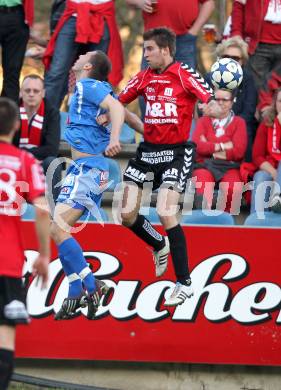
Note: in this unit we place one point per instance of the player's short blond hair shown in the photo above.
(234, 42)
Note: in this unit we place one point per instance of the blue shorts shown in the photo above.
(86, 179)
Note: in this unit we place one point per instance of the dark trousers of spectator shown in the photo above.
(14, 35)
(53, 179)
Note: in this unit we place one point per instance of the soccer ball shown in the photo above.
(226, 74)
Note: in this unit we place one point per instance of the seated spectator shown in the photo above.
(40, 127)
(266, 95)
(245, 102)
(221, 146)
(259, 24)
(267, 157)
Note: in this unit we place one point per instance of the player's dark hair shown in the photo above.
(33, 76)
(9, 113)
(163, 37)
(101, 66)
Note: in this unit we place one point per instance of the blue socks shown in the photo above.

_ _ _ _ _

[What is needed]:
Give all the lines above again, character for character, without pictures.

[Expected answer]:
Note: in this unit we place one point per instance of the player's short blond hair shown in the photo above.
(234, 42)
Note: in this unit we place one point per instance of the blue shorts shown in the photo above.
(86, 179)
Note: in this unit we place one point per instance of the dark trousers of spectator shown in the photo above.
(14, 35)
(53, 179)
Note: in this unit we place one point per instance of the soccer ball shown in the photo above.
(226, 74)
Note: in this unit we place one point per instance of the seated spectator shown in the photo above.
(40, 127)
(266, 95)
(245, 102)
(221, 146)
(259, 24)
(267, 157)
Note: in this unit we place one point per instance of the player's dark hair shown in the photo above.
(33, 76)
(9, 113)
(163, 37)
(101, 66)
Note: in this unit we place one point per instance of the blue socks shown in the photo above.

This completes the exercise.